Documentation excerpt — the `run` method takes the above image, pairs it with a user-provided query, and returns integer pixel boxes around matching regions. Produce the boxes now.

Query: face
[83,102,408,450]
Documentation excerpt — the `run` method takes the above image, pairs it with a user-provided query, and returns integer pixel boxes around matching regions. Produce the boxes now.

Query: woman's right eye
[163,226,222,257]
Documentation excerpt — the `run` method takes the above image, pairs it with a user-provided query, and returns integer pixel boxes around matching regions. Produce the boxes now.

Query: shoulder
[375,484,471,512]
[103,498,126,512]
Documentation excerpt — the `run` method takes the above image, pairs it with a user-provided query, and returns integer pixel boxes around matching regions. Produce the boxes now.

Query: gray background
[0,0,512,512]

********************

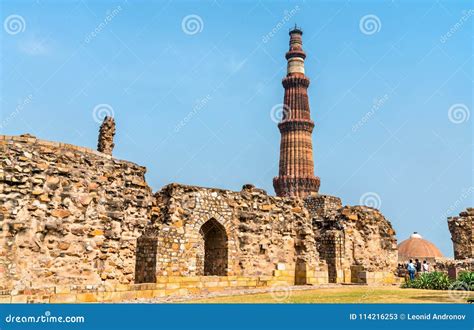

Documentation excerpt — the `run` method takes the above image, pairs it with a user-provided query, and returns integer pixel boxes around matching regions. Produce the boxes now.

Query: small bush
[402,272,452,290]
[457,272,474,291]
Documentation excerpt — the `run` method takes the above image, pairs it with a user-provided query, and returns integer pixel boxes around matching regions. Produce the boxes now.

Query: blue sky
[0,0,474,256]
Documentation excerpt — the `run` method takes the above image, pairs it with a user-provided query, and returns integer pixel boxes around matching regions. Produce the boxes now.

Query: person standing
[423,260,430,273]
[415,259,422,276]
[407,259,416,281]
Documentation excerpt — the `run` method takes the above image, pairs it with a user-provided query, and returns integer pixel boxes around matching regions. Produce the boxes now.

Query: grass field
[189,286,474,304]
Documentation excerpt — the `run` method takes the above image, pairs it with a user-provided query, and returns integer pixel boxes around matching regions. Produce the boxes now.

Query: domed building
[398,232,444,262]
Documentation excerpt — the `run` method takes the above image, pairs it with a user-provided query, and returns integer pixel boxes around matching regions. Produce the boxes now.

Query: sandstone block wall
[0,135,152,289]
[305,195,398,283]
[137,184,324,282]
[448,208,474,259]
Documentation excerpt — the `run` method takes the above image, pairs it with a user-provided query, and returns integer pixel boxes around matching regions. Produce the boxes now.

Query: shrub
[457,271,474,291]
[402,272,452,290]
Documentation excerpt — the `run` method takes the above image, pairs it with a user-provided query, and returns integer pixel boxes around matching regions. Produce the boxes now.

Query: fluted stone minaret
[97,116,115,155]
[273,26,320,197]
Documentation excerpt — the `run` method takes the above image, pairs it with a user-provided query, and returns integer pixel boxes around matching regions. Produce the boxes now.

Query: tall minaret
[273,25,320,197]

********************

From the rows above, pull out every line that contains the string "minaret" and list those lines.

Query: fluted stone minaret
Query: tall minaret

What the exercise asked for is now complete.